▶ **DO THIS**
Reproduce the forum thread below about string hash collisions in C# word for word, from "For GetHashCode(), you" up to and including "to sort them.".

▶ **SOURCE PASSAGE**
Begin
1

How probable is a hash collision of two strings in C#? I know that for objects in general, two unequal object are not guaranteed to have unequal hash codes, but how does this behave when the objects are strings.

I specifically need a function from a URL string to a unique key, but don't need anything fancy, its just to cache stuff from the web, skip download if a certain URL was already loaded.

Edit

What if I define a function like this

string UniqueKey (string url) {

    var list = SplitStringInHalf (url);
    var firstHalf = list[0].GetHashCode();
    var secondHalf = list[1].GetHashCode();

    return firstHalf.ToString() + secondHalf.ToString();
}
Cristian Garcia
  • 9,630
  • 6
  • 54
  • 75
  • That depends on the hash algorithm. Take one with low collision probability, like sha256. – Wiktor Zychla Sep 27 '14 at 00:58
  • 1
    @WiktorZychla, he did not mention it, but I think he is talking about GetHashCode(). Cristian please specify which hash function you are using. – BlueTrin Sep 27 '14 at 00:59
  • It looks for me that the question is not related to C# as the hash function is an algorithmic construction, not a language-specific feature. Also it is off-topic for the stack overflow as it is not about the coding. Consider asking on http://programmers.stackexchange.com/ or http://crypto.stackexchange.com/ – Alex Netkachov Sep 27 '14 at 00:59
  • 2
    A hash by definition cannot be unique. – Peter Ritchie Sep 27 '14 at 01:01
  • See http://stackoverflow.com/questions/2733541/what-is-the-best-way-to-implement-this-composite-gethashcode – Peter Ritchie Sep 27 '14 at 01:03
  • "its just to cache stuff from the web, skip download if a certain URL was already loaded." But for the web pages that you have downloaded, do you save the URL as well as the data? In that case the hash code does not have to be unique, you can use a normal HashTable or Dictionary collection that handles the lack of uniqueness and finds the correct data. – RenniePet Sep 27 '14 at 01:12
  • @RinniePet The I need a unique name for every file I save. They are all URL of files. – Cristian Garcia Sep 27 '14 at 01:14
  • Well maybe I don't understand your problem, but can you save the files as "File1", "File2", etc., and have a Dictionary that converts a key (the URL) to the filename. Then the standard string.GetHashCode and the Dictionary's collision handling mechanism provides a fast conversion. (string.GetHashCode() is used behind the scenes by Dictionary - you don't need to worry about it.) – RenniePet Sep 27 '14 at 01:21
  • Why would the method in your edit have any benefit over using the url itself as a key? – Preston Guillot Sep 27 '14 at 01:26

2 Answers2

0

The shorter the strings the higher the probability, here's a good link to calculating that probability:

http://preshing.com/20110504/hash-collision-probabilities/

I think this might answer your question, too:

How many random elements before MD5 produces collisions?

Community
  • 1
  • 1
0

For GetHashCode(), you can refer to this question on Stack Overflow. It will tell you that for small strings it is obviously higher.

In general, independently of your hash method as long as it is sensible, for relatively long strings, the chance is fairly low between 2 strings, but as you have many strings the curse of probability will make it much higher (for example when you add one more person to a group the chance that two people in the group have the same birthday is much higher).

As a general rule, you should not rely on it being unique, you can use it to differentiate as a primary key but then you need to make sure that two strings which have the same hashcode are different if you use it to sort them.

For example, you can use the hashcode to create a hash table, the key will not be unique, but you can do a proper comparison only when you have a collision which simplifies the task of comparing when you have a large number of elements.

Community
  • 1
  • 1
BlueTrin
  • 9,610
  • 12
  • 49
  • 78
End
▶ **GIVEN ENTRIES**
Begin
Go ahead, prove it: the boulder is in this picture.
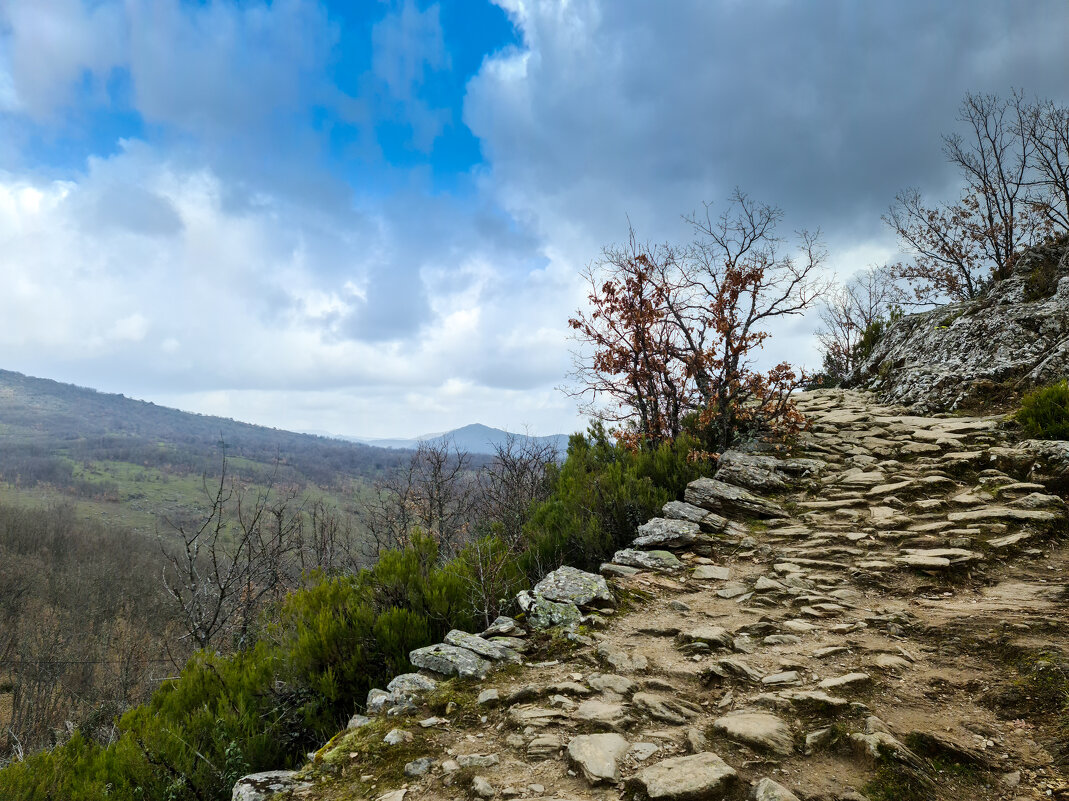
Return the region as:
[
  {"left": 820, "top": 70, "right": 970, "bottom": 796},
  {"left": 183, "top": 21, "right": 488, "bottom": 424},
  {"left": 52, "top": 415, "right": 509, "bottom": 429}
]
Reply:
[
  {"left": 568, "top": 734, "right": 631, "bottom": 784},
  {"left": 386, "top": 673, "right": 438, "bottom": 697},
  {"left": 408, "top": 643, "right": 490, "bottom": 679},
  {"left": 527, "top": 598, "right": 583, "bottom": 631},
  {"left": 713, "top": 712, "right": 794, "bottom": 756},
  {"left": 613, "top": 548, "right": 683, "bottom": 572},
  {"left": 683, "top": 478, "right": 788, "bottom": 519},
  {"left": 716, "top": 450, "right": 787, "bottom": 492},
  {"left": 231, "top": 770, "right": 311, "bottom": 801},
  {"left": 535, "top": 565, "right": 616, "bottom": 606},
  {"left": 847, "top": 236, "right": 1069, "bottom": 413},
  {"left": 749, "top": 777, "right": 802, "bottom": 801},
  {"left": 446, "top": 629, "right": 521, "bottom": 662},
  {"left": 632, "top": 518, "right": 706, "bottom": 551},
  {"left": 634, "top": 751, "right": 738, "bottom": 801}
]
End
▶ **REPLY**
For GetHashCode(), you can refer to this question on Stack Overflow. It will tell you that for small strings it is obviously higher.

In general, independently of your hash method as long as it is sensible, for relatively long strings, the chance is fairly low between 2 strings, but as you have many strings the curse of probability will make it much higher (for example when you add one more person to a group the chance that two people in the group have the same birthday is much higher).

As a general rule, you should not rely on it being unique, you can use it to differentiate as a primary key but then you need to make sure that two strings which have the same hashcode are different if you use it to sort them.